## Selected text
--------

In creating a financial plan for your personal finances, family or even business, there are certain prerequisites that must be met to be able to adequately create a 90-95% fail safe financial plan as there is always room for the unforeseen circumstances. This process is simply called the Financial forecasting model.

Financial forecasting in itself is a combination of two weighty words The first is finance and the second is Forecasting.

Finance: it is a word that has multiple meanings. It can be defined as the management of large amounts of money, especially by governments or large companies as well as monetary support for an enterprise. it is also defined as the monetary resources and affairs of a state, organization, or person. The latter succintly describes finance in this context.

Forecasting: to simply put, it is defined as the process or the act of predicting and occurrence in the future.

Marying the two concepts together gives us financial forecast which simply means predicting the future of tour finances.

investopedia defined financial forecasting as an estimation, or projection, of likely future income or revenue and expenses, while a financial plan lays out the necessary steps to generate future income and cover future expenses. Alternatively, a financial plan can be looked at as what an individual or company plans to do with income or revenue received.

While both processes orient financial activity toward the future, a financial plan is a road-map drafted now that can be followed over time and a financial forecast is a projection or estimate of future outcomes predicted today. Forecasting is determining what is going to happen in the future by analyzing what happened in the past and what is happening now. It’s a planning tool that helps businesses adapt to uncertainty based on predicted demand for goods or services.

With this being said the importance of financial forecasting cannot be over emphasized in creating a proper financial plan.

You must be able to envision what your income and expenditure would look like over a period of time. This would allow you create a financial plan that’d be adequate with less errors.

For an individual, a financial forecast is an estimate of his income and expenses over a period of time. Based on that forecast, the individual can then construct a financial plan that includes saving, investing, or planning for obtaining additional income to augment his personal finances—as well as anticipating expenditures that would deplete them.

--------

## Set tasks
1. Return the part of the passage on financial forecasting from "You must be" up to and including "would deplete them.", copied word for word.
2. List every line of the records that contains the string "points".

## Data listing
--------

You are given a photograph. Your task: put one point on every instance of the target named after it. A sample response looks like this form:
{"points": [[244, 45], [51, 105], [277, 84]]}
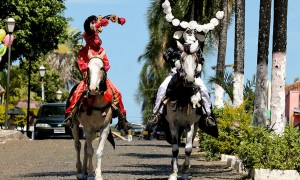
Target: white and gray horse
{"points": [[182, 104], [95, 115]]}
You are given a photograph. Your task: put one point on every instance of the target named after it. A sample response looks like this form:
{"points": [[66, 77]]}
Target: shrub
{"points": [[265, 149], [234, 124]]}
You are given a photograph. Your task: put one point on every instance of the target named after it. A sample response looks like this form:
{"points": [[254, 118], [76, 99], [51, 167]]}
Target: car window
{"points": [[53, 111]]}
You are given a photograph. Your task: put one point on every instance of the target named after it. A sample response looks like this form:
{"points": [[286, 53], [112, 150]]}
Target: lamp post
{"points": [[58, 95], [10, 25], [42, 71]]}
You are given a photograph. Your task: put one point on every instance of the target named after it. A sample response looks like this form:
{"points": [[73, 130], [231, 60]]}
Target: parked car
{"points": [[137, 129], [50, 121], [158, 133]]}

--------

## Results
1.
You must be able to envision what your income and expenditure would look like over a period of time. This would allow you create a financial plan that’d be adequate with less errors.

For an individual, a financial forecast is an estimate of his income and expenses over a period of time. Based on that forecast, the individual can then construct a financial plan that includes saving, investing, or planning for obtaining additional income to augment his personal finances—as well as anticipating expenditures that would deplete them.

2.
{"points": [[244, 45], [51, 105], [277, 84]]}
{"points": [[182, 104], [95, 115]]}
{"points": [[66, 77]]}
{"points": [[265, 149], [234, 124]]}
{"points": [[254, 118], [76, 99], [51, 167]]}
{"points": [[53, 111]]}
{"points": [[286, 53], [112, 150]]}
{"points": [[58, 95], [10, 25], [42, 71]]}
{"points": [[73, 130], [231, 60]]}
{"points": [[137, 129], [50, 121], [158, 133]]}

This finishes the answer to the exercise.